**What you need to do:**
Print the listing below verbatim, from its first line to its last, without changing a single character.

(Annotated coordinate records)

..............................

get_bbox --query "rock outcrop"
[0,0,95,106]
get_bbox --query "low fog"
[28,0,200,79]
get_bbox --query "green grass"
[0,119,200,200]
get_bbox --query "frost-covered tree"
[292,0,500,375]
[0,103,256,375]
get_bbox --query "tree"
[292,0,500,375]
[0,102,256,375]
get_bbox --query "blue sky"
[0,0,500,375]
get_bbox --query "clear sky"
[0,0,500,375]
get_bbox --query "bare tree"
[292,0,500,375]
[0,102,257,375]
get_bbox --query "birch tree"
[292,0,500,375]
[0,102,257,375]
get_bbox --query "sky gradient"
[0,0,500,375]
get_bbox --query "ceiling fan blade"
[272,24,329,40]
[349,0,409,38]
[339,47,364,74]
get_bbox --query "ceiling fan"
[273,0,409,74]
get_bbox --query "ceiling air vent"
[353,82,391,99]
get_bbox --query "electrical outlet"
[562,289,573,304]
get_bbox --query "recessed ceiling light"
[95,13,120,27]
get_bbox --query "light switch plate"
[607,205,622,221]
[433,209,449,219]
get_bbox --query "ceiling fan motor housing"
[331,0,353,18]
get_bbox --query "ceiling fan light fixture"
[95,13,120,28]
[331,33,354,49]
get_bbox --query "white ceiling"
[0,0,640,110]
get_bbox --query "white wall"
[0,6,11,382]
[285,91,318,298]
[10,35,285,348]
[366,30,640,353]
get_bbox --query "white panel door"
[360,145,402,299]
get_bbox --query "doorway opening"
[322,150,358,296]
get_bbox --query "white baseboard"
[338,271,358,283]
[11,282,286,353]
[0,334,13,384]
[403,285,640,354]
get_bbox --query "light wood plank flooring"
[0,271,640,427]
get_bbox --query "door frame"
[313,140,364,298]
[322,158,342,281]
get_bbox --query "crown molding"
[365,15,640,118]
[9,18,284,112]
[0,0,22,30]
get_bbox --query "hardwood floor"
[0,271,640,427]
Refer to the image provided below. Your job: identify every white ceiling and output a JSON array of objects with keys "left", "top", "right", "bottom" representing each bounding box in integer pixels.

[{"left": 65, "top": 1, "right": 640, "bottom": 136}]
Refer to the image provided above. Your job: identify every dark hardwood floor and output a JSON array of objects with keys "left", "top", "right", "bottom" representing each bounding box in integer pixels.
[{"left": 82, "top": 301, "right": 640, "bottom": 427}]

..............................

**Result for this task:**
get_bbox --query "rock outcrop"
[0,0,95,106]
get_bbox --query "low fog"
[28,0,200,79]
get_bbox --query "green grass"
[0,119,200,200]
get_bbox --query "frost-covered tree"
[292,0,500,375]
[0,103,256,375]
get_bbox --query "tree"
[292,0,500,375]
[0,102,256,375]
get_bbox --query "blue sky"
[0,0,500,375]
get_bbox --query "clear sky"
[0,0,500,375]
get_bbox --query "bare tree"
[292,0,500,375]
[0,102,257,375]
get_bbox --query "birch tree"
[292,0,500,375]
[0,102,257,375]
get_bbox --query "sky gradient"
[0,0,500,375]
get_bbox --query "ceiling fan blade"
[272,24,329,40]
[349,0,409,38]
[339,47,364,74]
get_bbox --query "ceiling fan"
[273,0,409,74]
get_bbox --query "ceiling air vent"
[353,82,391,99]
get_bbox --query "electrical outlet"
[562,289,573,304]
get_bbox --query "recessed ceiling light"
[95,13,120,27]
get_bbox --query "light switch plate"
[607,205,622,221]
[433,209,449,219]
get_bbox --query "ceiling fan motor housing"
[331,0,353,18]
get_bbox --query "ceiling fan light fixture"
[95,13,120,28]
[331,33,354,49]
get_bbox --query "white ceiling"
[0,0,640,110]
get_bbox --query "white wall"
[0,6,11,382]
[285,91,318,298]
[10,35,285,348]
[366,30,640,353]
get_bbox --query "white panel door"
[360,145,402,299]
get_bbox --query "doorway opening"
[322,150,358,296]
get_bbox --query "white baseboard"
[338,271,358,283]
[11,282,286,353]
[0,334,13,384]
[403,285,640,354]
get_bbox --query "light wood plank flooring"
[0,271,640,427]
get_bbox --query "door frame"
[313,140,364,298]
[322,158,342,281]
get_bbox --query "crown molding"
[365,15,640,118]
[9,18,284,112]
[0,0,22,30]
get_bbox --query "hardwood floor"
[0,271,640,427]
Refer to the image provided below. Your job: identify every white ceiling and output a JSON array of objects with keys "left", "top", "right", "bottom" representing each bounding box in integer pixels.

[{"left": 65, "top": 1, "right": 640, "bottom": 136}]
Refer to the image provided above. Your job: identify every dark hardwood floor and output a JSON array of objects with keys "left", "top", "right", "bottom" representing each bounding box in integer pixels.
[{"left": 82, "top": 301, "right": 640, "bottom": 427}]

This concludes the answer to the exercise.